Textauszug:
───
Für Langeweile lässt "Crack Fürs Volk" nämlich gar keinen Raum. Den nehmen voll und ganz Rat- und Fassungslosigkeit ein, in denen das Mixtape zurück lässt. "Crack Fürs Volk" wirkt: Nach dem Konsum fühlen sich die Überreste des Hirns an wie grüne Götterspeise.
Über einer tauglichen Beatauswahl, für die er getrost per Shouout seinen Dank in die Runde spucken darf, verbreitet sich MoneyBoy - der Titel lässt es ahnen - über seine angestammten Themenfelder: "vom Bordstein in die Gucci-Boutique". Es geht um Drogen, Herstellung, Handel und Konsum, ums Kohlemachen und -ausgeben, darum, möglichst oft einen wegzustecken und nebenbei noch zwei, drei Bullen abzuknallen. "Crack Kokain Musik" und "Porno Musik", das wars. Hallelujah.
───
Aufgaben:
#1 Stimmen die folgenden Aussagen mit dem Textauszug überein? Antworten Sie jeweils mit Ja oder Nein und zitieren Sie die entscheidenden Worte wörtlich.
(a) „Crack Fürs Volk“ lässt Raum für Langeweile.
(b) Im Mixtape geht es unter anderem um Drogen.
(c) Die Beatauswahl wird als untauglich bezeichnet.
#2 Übersetzen Sie diesen Satz aus dem Textauszug ins Englische: „"Crack Fürs Volk" wirkt: Nach dem Konsum fühlen sich die Überreste des Hirns an wie grüne Götterspeise.“
#3 Schreiben Sie aus dem Textauszug die Stelle von „Über einer tauglichen“ bis einschließlich „das wars. Hallelujah.“ ab.
───
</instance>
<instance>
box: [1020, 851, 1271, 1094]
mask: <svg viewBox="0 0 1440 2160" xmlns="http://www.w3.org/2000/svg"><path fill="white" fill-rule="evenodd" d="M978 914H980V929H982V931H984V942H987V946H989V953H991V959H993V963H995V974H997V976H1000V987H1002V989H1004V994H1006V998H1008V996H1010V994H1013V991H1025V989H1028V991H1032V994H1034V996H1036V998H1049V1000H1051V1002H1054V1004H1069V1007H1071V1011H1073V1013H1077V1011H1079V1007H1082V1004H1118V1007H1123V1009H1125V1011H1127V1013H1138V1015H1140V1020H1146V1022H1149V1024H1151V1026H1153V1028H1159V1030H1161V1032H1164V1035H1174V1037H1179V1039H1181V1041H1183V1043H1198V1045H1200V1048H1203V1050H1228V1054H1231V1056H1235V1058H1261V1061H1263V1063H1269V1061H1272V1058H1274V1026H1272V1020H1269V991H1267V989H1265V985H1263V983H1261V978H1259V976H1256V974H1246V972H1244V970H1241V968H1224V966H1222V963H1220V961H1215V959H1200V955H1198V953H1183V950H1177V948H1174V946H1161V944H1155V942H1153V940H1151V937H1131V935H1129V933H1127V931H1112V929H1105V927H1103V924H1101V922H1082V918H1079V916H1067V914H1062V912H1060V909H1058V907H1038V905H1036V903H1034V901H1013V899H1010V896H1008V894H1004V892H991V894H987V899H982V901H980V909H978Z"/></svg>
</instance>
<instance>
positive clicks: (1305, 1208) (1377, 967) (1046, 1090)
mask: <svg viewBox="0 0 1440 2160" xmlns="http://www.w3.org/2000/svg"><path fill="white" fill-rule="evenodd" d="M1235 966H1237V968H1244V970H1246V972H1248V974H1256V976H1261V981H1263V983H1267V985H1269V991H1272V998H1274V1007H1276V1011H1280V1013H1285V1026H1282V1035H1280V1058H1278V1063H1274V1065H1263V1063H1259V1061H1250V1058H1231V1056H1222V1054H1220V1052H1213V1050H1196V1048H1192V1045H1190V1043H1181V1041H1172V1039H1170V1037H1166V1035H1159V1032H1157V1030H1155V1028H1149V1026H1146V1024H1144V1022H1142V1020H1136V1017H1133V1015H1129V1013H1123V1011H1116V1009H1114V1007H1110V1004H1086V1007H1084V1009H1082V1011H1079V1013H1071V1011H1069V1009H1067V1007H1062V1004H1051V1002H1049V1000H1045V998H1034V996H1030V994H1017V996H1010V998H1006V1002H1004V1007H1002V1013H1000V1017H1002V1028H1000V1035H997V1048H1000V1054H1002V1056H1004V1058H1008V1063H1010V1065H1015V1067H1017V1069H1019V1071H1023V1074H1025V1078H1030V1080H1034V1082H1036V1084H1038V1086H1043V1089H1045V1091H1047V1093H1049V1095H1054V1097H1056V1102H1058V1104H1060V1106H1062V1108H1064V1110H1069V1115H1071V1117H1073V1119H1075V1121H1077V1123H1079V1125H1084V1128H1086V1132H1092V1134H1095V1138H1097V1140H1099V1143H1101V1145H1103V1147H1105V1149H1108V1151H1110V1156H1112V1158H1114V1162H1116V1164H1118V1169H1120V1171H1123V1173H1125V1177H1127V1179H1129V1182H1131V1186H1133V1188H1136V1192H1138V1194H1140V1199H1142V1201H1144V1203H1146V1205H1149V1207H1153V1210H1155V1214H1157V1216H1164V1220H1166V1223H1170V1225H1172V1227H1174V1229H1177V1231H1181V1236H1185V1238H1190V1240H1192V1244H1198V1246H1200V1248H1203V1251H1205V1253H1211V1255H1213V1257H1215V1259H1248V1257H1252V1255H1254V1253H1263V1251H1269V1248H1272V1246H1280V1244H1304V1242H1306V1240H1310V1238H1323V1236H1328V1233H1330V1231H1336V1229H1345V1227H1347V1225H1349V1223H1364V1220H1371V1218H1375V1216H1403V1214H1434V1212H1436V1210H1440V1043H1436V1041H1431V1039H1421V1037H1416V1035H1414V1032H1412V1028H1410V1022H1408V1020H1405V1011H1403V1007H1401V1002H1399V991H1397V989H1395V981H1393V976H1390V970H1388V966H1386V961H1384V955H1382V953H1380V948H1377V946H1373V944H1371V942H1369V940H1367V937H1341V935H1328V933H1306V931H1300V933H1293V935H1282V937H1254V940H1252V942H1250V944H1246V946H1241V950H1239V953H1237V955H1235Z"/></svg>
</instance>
───
Lösungen:
#1
(a) Nein: „Für Langeweile lässt "Crack Fürs Volk" nämlich gar keinen Raum.“
(b) Ja: „Es geht um Drogen, Herstellung, Handel und Konsum“
(c) Nein: „Über einer tauglichen Beatauswahl“

#2 "Crack Fürs Volk" works: after consuming it, what's left of your brain feels like green Jell-O.

#3
Über einer tauglichen Beatauswahl, für die er getrost per Shouout seinen Dank in die Runde spucken darf, verbreitet sich MoneyBoy - der Titel lässt es ahnen - über seine angestammten Themenfelder: "vom Bordstein in die Gucci-Boutique". Es geht um Drogen, Herstellung, Handel und Konsum, ums Kohlemachen und -ausgeben, darum, möglichst oft einen wegzustecken und nebenbei noch zwei, drei Bullen abzuknallen. "Crack Kokain Musik" und "Porno Musik", das wars. Hallelujah.